**Things to do**:
**A.** List every emergent property of a brain simulation that the passage on simulating the brain names.
**B.** Extend the passage on simulating the brain beyond its final sentence.

**Provided passage**:
## Start

The brain exists in a physical universe, made out of matter/energy, and its
behaviours are entirely dictated by the laws of physics; that's a fairly
accepted truth unless you have solid evidence otherwise.

The laws of physics are mathematical and can be computed by their very nature,
and we are already pretty good at simulating physical interactions to a
quantum level, and this ability improves over time.

At some point in time, unless there is "magic" or missing physics, a
sufficiently powerful computer with a physically accurate simulation of a
brain would produce virtually identical results to a real brain.

So either there must be new physics involved, or, the notion that a
sufficiently advanced computer simulation can't produce imagination must be
abandoned.

A team of scientists able to sufficiently model the physics of the brain (and
presumably the entire central nervous system, I imagine a disembodied brain
simulation would experience a horrific form of locked-in syndrome) would not
need to be concerned about emergent properties of the simulation such as a
sense of consciousness, or thought, or imagination. Those things will just
happen once the simulation is perfected.

## End

**Records shown**:
## Start

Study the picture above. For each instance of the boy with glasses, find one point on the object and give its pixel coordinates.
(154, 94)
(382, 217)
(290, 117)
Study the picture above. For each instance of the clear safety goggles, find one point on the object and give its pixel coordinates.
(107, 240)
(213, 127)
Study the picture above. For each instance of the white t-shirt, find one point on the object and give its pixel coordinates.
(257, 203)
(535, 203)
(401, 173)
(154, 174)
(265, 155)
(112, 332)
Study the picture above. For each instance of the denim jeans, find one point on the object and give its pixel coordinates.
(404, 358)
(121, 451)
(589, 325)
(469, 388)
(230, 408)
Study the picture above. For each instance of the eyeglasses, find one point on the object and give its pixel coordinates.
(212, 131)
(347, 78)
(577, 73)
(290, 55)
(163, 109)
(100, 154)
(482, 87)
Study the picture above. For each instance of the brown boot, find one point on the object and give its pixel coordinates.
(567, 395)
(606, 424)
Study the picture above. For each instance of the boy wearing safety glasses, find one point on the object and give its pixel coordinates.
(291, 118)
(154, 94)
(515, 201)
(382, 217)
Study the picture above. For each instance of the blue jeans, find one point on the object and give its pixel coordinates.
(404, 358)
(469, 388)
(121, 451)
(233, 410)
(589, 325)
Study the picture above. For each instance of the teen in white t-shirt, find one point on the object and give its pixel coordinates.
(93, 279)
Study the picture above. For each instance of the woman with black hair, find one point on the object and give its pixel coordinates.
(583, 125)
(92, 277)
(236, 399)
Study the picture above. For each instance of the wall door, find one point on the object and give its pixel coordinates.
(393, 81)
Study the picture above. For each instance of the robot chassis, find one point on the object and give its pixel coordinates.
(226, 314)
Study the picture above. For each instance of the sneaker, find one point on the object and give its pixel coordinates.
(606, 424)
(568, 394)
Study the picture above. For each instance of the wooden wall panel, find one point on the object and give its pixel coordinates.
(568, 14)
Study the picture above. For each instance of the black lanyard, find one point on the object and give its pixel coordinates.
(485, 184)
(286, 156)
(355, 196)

## End

**Outputs for the tasks**:
**A.**
- a sense of consciousness
- thought
- imagination

**B.**
Indeed the cognitive neuroscience folk, etc, would be invaluable to actually
understanding, training, interpreting and caring for the brain simulation, and
figuring out if its behaviours and interactions constitute consciousness etc,
so I do not think this has to even be framed as programmers pretending to know
about brain stuff vs brain people who dismiss any notion of computationally
recreating consciousness. It would be a team effort that works both ways, but
is already doomed to fail if half the team thinks it's impossible from the
get-go.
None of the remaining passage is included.